(Image point grounding data)
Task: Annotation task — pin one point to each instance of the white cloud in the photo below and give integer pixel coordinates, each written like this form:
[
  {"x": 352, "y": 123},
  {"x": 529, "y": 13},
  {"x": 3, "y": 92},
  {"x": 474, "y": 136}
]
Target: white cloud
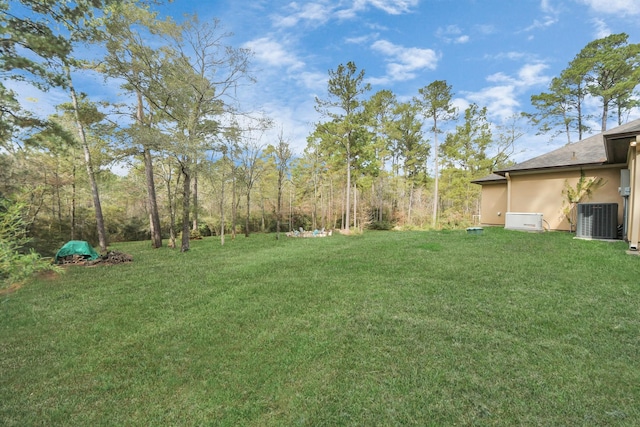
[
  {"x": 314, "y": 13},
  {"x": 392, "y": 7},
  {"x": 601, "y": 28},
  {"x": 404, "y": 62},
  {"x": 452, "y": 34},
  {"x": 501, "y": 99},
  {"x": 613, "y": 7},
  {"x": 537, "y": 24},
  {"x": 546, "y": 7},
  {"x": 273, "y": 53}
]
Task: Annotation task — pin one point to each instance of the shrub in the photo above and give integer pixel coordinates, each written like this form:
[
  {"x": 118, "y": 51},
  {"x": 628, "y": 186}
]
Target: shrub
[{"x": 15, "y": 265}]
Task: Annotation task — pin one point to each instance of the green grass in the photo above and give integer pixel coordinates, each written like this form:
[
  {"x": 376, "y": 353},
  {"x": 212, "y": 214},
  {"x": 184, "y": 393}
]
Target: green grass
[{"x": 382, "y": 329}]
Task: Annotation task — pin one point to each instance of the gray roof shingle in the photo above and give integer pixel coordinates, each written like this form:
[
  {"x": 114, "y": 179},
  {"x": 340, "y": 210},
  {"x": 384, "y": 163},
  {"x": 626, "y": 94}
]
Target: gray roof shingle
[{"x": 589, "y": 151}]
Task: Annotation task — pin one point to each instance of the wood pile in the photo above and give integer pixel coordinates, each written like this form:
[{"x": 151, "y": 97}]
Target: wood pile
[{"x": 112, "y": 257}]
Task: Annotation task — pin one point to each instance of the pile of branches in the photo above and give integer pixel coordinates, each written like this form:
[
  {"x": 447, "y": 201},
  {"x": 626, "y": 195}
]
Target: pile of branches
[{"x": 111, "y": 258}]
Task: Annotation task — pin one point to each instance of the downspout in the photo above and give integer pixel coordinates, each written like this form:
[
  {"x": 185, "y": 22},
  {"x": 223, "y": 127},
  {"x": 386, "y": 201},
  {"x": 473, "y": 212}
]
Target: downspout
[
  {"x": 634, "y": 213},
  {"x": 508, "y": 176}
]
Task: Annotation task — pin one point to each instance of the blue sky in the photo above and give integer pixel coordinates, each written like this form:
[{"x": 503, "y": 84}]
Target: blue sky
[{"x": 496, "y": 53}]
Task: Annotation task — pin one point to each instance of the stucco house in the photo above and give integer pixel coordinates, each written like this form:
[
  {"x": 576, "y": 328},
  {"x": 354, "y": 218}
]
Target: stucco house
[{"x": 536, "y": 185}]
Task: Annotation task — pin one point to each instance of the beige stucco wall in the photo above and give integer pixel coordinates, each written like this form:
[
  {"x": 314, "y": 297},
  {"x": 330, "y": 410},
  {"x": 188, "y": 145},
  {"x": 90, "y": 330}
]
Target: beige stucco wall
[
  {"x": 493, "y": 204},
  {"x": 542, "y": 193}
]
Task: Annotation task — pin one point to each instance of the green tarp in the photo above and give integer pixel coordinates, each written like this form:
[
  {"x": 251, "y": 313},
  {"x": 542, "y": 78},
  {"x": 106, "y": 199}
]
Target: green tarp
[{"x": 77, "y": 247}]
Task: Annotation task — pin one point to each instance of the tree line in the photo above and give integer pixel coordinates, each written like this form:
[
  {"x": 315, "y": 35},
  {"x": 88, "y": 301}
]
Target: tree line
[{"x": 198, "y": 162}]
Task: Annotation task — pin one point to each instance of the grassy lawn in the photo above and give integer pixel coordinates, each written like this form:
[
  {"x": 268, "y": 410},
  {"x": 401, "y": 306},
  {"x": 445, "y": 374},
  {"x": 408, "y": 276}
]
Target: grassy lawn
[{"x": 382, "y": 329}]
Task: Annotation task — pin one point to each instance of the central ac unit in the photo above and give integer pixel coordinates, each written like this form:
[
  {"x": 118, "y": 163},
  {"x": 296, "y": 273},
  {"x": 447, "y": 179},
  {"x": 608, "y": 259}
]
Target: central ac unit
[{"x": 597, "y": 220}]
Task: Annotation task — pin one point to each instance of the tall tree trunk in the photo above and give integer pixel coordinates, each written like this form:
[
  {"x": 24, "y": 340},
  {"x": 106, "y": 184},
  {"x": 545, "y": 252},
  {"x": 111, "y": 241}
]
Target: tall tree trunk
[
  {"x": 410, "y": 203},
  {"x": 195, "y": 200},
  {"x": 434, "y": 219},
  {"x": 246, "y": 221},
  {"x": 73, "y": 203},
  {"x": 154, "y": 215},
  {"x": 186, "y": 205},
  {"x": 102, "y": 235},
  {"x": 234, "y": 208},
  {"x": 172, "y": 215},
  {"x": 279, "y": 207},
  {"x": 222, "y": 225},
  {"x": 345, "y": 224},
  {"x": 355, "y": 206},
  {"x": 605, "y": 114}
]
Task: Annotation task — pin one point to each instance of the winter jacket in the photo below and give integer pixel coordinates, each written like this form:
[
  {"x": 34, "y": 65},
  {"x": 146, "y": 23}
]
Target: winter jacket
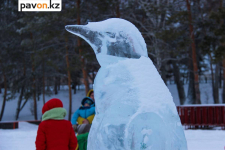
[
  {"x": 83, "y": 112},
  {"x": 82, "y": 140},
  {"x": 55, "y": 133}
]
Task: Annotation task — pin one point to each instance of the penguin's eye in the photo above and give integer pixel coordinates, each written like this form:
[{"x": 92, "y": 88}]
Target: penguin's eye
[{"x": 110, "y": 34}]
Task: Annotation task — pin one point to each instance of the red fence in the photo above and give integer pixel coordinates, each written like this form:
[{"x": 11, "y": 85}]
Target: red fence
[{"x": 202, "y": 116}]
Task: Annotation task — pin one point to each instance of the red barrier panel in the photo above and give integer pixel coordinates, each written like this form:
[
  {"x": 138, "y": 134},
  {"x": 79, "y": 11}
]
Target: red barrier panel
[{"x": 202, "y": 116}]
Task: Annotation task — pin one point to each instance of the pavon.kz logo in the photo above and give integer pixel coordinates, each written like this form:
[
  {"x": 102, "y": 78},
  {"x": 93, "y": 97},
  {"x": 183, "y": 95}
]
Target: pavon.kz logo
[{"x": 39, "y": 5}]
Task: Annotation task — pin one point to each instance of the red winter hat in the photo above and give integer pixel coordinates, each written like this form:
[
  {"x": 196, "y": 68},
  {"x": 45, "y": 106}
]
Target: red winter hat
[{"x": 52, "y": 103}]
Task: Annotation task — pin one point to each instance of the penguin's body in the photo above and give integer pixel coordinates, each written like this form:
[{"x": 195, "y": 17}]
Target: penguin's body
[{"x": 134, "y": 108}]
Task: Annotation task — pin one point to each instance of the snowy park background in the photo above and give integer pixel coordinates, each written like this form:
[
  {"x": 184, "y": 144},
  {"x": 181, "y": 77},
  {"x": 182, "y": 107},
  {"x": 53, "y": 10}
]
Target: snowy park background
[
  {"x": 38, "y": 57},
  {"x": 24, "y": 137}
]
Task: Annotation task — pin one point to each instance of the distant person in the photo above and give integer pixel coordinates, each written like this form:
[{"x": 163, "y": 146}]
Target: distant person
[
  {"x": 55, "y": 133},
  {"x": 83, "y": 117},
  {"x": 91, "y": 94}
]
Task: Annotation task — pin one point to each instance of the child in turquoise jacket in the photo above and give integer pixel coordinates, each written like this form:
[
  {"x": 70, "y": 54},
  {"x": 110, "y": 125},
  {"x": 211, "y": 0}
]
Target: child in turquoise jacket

## [About this exercise]
The full text of the data above, exact and without pictures, is what to return.

## [Output below]
Task: Annotation task — pin one point to each instance of the white cloud in the photo below and give integer pixel coordinates, each written like this form:
[
  {"x": 352, "y": 123},
  {"x": 529, "y": 13},
  {"x": 3, "y": 92},
  {"x": 474, "y": 136}
]
Target: white cloud
[
  {"x": 314, "y": 13},
  {"x": 392, "y": 7},
  {"x": 601, "y": 28},
  {"x": 404, "y": 62},
  {"x": 452, "y": 34},
  {"x": 501, "y": 99},
  {"x": 613, "y": 7},
  {"x": 537, "y": 24},
  {"x": 546, "y": 7},
  {"x": 273, "y": 53}
]
Task: Annotation task — pin one point to each instance of the shrub in the photo above and give integer pixel coordinates, each written like this form:
[
  {"x": 118, "y": 51},
  {"x": 628, "y": 186}
]
Target: shrub
[{"x": 15, "y": 265}]
Task: Annotation task — pin one point to each instance of the green grass in the photo above and give integer pixel coordinates, each written like this form:
[
  {"x": 376, "y": 353},
  {"x": 212, "y": 214},
  {"x": 184, "y": 393}
]
Target: green grass
[{"x": 382, "y": 329}]
Task: Annotation task — pin one point to each instance of the gray roof shingle in the photo above and give integer pixel coordinates, each written like this form:
[
  {"x": 114, "y": 179},
  {"x": 340, "y": 210},
  {"x": 384, "y": 163},
  {"x": 626, "y": 94}
]
Target: gray roof shingle
[{"x": 589, "y": 151}]
Task: Annotation task — pin one point to each instance of the wood pile in the photo above and give integer pixel coordinates, each written like this form:
[{"x": 151, "y": 97}]
Target: wood pile
[{"x": 112, "y": 257}]
Task: Annotation task — pin one point to each instance of the pile of branches in the photo above and give integer pixel coordinates, each written like this form:
[
  {"x": 447, "y": 201},
  {"x": 626, "y": 195}
]
Target: pile of branches
[{"x": 111, "y": 258}]
Task: Annotation task — pin one point to each instance of the downspout in the photo above and give integer pixel coordinates, each written like this form:
[
  {"x": 185, "y": 22},
  {"x": 223, "y": 127},
  {"x": 386, "y": 201},
  {"x": 473, "y": 212}
]
Target: downspout
[
  {"x": 634, "y": 213},
  {"x": 508, "y": 176}
]
Task: Annotation task — pin one point to each instance of the blue sky in the photo above and give integer pixel coordinates, each written like this form:
[{"x": 503, "y": 84}]
Target: blue sky
[{"x": 496, "y": 53}]
Task: Annotation task — pin one point to each instance of the stucco house in the photo above and give integer pixel coordinates, each written like this form:
[
  {"x": 576, "y": 328},
  {"x": 354, "y": 218}
]
Target: stucco house
[{"x": 536, "y": 185}]
Task: Annotation task — pin one point to each instance of the beige stucco wall in the photo above and give integer pixel coordinates, each written like this form:
[
  {"x": 314, "y": 297},
  {"x": 330, "y": 410},
  {"x": 188, "y": 145},
  {"x": 90, "y": 330}
]
Target: beige stucco wall
[
  {"x": 493, "y": 204},
  {"x": 542, "y": 193}
]
Task: Annotation task — pin one point to each instance of the green tarp in the photo above and give integer pixel coordinates, each written like this form:
[
  {"x": 251, "y": 313},
  {"x": 542, "y": 78},
  {"x": 106, "y": 199}
]
Target: green tarp
[{"x": 77, "y": 247}]
Task: Annotation task — pin one point to each instance of the tree line in the photo above and give integer pixel coordinates, each written like this form:
[
  {"x": 315, "y": 35},
  {"x": 88, "y": 301}
]
Target: tree line
[{"x": 198, "y": 162}]
Task: Annotation task — pin one point to each instance of the grassy lawn in the photo above and give integer pixel coordinates, each written like this form:
[
  {"x": 268, "y": 410},
  {"x": 401, "y": 306},
  {"x": 445, "y": 374},
  {"x": 408, "y": 276}
]
Target: grassy lawn
[{"x": 382, "y": 329}]
Task: Annotation task — pin one point to each instance of the central ac unit in the photo above and give integer pixel coordinates, each written like this form:
[
  {"x": 118, "y": 163},
  {"x": 296, "y": 273},
  {"x": 447, "y": 179},
  {"x": 608, "y": 259}
]
Target: central ac unit
[{"x": 597, "y": 220}]
Task: Annotation task — pin one point to each instance of the tall tree trunk in the photo above and give integer pixel coordinates, each written like this form:
[
  {"x": 24, "y": 340},
  {"x": 106, "y": 184},
  {"x": 545, "y": 252},
  {"x": 111, "y": 241}
]
Target: tall tree trunk
[
  {"x": 410, "y": 203},
  {"x": 195, "y": 200},
  {"x": 434, "y": 219},
  {"x": 246, "y": 221},
  {"x": 73, "y": 203},
  {"x": 154, "y": 215},
  {"x": 186, "y": 205},
  {"x": 102, "y": 235},
  {"x": 234, "y": 208},
  {"x": 172, "y": 215},
  {"x": 279, "y": 207},
  {"x": 222, "y": 225},
  {"x": 345, "y": 224},
  {"x": 355, "y": 206},
  {"x": 605, "y": 114}
]
Task: Annotation task — pin one point to each instance of the winter jacket in the photo below and give integer pixel coordinates, each written like this form:
[
  {"x": 34, "y": 65},
  {"x": 146, "y": 23}
]
Target: winter jacket
[
  {"x": 83, "y": 112},
  {"x": 82, "y": 140},
  {"x": 55, "y": 133}
]
Task: Annotation task — pin one point to each instance of the penguin's eye in the photo above and give integer pixel coordinates, each written like this form:
[{"x": 92, "y": 88}]
Target: penguin's eye
[{"x": 110, "y": 34}]
Task: Annotation task — pin one point to each instance of the red fence in the photo above and give integer pixel coordinates, each written like this form:
[{"x": 11, "y": 85}]
Target: red fence
[{"x": 202, "y": 116}]
Task: Annotation task — pin one point to each instance of the red barrier panel in the photo above and give integer pixel coordinates, each written like this form:
[
  {"x": 138, "y": 134},
  {"x": 79, "y": 11}
]
Target: red barrier panel
[{"x": 202, "y": 116}]
Task: Annotation task — pin one point to each instance of the pavon.kz logo in the photo above and give integer pixel coordinates, each written like this form:
[
  {"x": 102, "y": 78},
  {"x": 93, "y": 97},
  {"x": 183, "y": 95}
]
Target: pavon.kz logo
[{"x": 39, "y": 5}]
Task: Annotation task — pin one point to each instance of the red winter hat in the photo above and give integer pixel coordinates, each written like this form:
[
  {"x": 196, "y": 68},
  {"x": 45, "y": 106}
]
Target: red winter hat
[{"x": 52, "y": 103}]
Task: Annotation task — pin one point to each instance of the penguin's body in the photo above and give integer pixel coordinates, each written like this form:
[{"x": 195, "y": 17}]
Target: penguin's body
[{"x": 134, "y": 108}]
Task: Annotation task — pin one point to each instance of the snowy park background in the photo above and give integer pixel coordinates, each written like this form:
[
  {"x": 184, "y": 144},
  {"x": 181, "y": 77},
  {"x": 182, "y": 107},
  {"x": 53, "y": 10}
]
Target: snowy park background
[
  {"x": 38, "y": 57},
  {"x": 24, "y": 137}
]
Task: Annotation task — pin one point to each instance of the distant person in the photo above and give integer pixel coordinates, each written like this form:
[{"x": 163, "y": 146}]
Target: distant person
[
  {"x": 55, "y": 133},
  {"x": 83, "y": 117},
  {"x": 91, "y": 94}
]
Task: Annotation task — pin one point to each instance of the child in turquoise jacket in the photo above and give integer pixel coordinates, each written like this form:
[
  {"x": 70, "y": 54},
  {"x": 110, "y": 125},
  {"x": 211, "y": 0}
]
Target: child in turquoise jacket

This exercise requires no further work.